» **Data to process**
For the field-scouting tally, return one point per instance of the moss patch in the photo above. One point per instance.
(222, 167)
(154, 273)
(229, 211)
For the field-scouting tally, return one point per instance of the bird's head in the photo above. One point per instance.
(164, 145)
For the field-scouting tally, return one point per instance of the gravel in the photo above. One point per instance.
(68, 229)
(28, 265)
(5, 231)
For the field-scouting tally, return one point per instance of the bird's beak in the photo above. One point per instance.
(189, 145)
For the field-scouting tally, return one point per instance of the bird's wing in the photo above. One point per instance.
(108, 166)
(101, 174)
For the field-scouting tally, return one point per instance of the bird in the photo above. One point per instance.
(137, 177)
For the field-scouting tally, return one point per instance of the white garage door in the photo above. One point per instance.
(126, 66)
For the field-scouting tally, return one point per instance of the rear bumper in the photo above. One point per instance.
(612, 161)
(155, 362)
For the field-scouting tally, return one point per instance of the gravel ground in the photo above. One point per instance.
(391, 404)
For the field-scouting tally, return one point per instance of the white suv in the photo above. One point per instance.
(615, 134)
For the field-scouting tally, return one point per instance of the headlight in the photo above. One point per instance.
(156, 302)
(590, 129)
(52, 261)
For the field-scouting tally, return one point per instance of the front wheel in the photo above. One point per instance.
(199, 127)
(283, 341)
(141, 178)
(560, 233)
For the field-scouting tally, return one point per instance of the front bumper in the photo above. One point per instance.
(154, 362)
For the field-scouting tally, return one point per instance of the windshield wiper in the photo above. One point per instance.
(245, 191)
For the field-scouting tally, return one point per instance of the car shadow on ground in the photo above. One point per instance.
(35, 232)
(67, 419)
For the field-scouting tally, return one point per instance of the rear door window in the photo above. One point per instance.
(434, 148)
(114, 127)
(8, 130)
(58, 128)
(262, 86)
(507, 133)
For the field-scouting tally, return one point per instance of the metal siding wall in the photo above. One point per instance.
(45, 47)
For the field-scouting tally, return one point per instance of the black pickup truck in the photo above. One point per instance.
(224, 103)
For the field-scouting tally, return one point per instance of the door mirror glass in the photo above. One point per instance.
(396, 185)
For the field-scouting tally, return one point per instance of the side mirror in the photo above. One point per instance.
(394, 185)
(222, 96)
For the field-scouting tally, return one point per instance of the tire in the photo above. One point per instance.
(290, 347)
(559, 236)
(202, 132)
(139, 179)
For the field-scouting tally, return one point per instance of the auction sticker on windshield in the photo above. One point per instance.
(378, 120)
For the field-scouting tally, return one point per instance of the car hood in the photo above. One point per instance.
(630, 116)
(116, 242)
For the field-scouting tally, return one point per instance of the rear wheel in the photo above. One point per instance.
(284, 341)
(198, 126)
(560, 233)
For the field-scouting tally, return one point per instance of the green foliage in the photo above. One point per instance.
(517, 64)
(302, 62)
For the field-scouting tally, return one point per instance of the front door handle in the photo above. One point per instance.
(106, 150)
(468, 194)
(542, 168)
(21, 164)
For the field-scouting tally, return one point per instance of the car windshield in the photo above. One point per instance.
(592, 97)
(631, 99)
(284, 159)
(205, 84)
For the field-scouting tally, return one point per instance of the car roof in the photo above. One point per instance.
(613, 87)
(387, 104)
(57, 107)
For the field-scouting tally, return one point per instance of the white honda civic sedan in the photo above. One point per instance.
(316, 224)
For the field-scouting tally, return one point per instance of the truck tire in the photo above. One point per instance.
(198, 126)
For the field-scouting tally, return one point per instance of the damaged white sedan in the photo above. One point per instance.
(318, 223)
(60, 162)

» **Your objective**
All of the data needs to be repeated exactly.

» **Solution to this exercise**
For the field-scouting tally, return one point per instance of the moss patch in the photo above. One point per instance.
(222, 167)
(154, 273)
(229, 211)
For the field-scouting tally, return one point per instance of the bird's head in the photo above. One point per instance.
(164, 145)
For the field-scouting tally, return one point per instance of the gravel in the photo above. One point per instance.
(68, 229)
(28, 265)
(5, 231)
For the field-scouting tally, return one point per instance of the bird's beak in the photo above. One point per instance.
(189, 145)
For the field-scouting tally, return one point per instance of the bird's wing in the photo above. One point per instance.
(108, 166)
(101, 174)
For the field-scouting tally, return one point per instance of the bird in the photo above. One point per instance.
(137, 177)
For the field-scouting tally, return one point per instance of the white garage door in the photo above. One point per instance.
(126, 66)
For the field-scouting tally, return one point per instance of the rear bumper in the photo above. One point per instance.
(612, 161)
(155, 362)
For the field-scouting tally, return one point per instance of the gravel ground in the photo above. One point per instance.
(391, 404)
For the field-scouting tally, return one point per instance of the white suv in the photo above. One point per instance.
(615, 134)
For the field-scouting tally, return one point per instance of the headlight in the photo above. One point per instance.
(156, 302)
(590, 129)
(52, 261)
For the field-scouting tally, return one point per instance of the front wheel in the photo above. One point per instance.
(199, 127)
(283, 341)
(141, 178)
(560, 233)
For the field-scouting tally, return one point per instance of the front bumper in the photo above. One point per instance.
(154, 362)
For the field-scouting tally, return one point per instance of the windshield wiper in the photo above. One point per instance.
(245, 191)
For the field-scouting tally, return one point per instance of the car shadow on ground in the photo above. One point per instance.
(35, 232)
(67, 419)
For the field-scouting tally, return one point per instance of the rear door window in the photo above. One point per instance.
(434, 148)
(114, 127)
(8, 130)
(58, 128)
(262, 86)
(507, 133)
For the field-scouting tally, return one point per instance of the metal siding wall in the photo above. One point per instance.
(45, 47)
For the field-scouting tally, return one point per instance of the black pickup truck in the photo above. One point per instance.
(224, 103)
For the field-scouting tally, return one point per instance of the door mirror glass in the photo above. One point per instance.
(396, 185)
For the field-scouting tally, return one point per instance of the side mirror in the photo above. One point per instance.
(394, 185)
(222, 96)
For the field-scouting tally, return one point per instance of the tire in the photo above. One point per instance.
(290, 347)
(559, 236)
(202, 132)
(139, 179)
For the field-scouting tally, return one point per instance of the auction sticker on windshield in the photo above. One point per instance.
(378, 120)
For the field-scouting tally, return one point per instance of the car hood in the photo above. One point per instance.
(630, 116)
(116, 242)
For the field-scouting tally, return one point per instance of the rear wheel in the photo above. One point per instance.
(284, 341)
(198, 126)
(560, 233)
For the field-scouting tally, return one point per instance of the green foliage in the photo above. One point per instance.
(517, 64)
(302, 62)
For the field-scouting tally, return one point per instance of the front door handle in the photo above. One point per instance.
(106, 150)
(468, 194)
(542, 168)
(21, 164)
For the field-scouting tally, return one point per instance of the car windshield in the photo above. One point per instance.
(592, 97)
(631, 99)
(284, 159)
(205, 84)
For the field-scouting tally, return one point per instance of the car roof in the photo above. One point per instance.
(613, 87)
(387, 104)
(57, 107)
For the field-scouting tally, return one point per instance of the white honda civic sedan in the photo above. One point per instance.
(316, 224)
For the field-scouting tally, return one point per instance of the truck tire in the photo above. One point per instance.
(198, 126)
For the field-scouting tally, return one point per instance of the damaged white sedan in the photo above. One point per instance.
(318, 223)
(60, 162)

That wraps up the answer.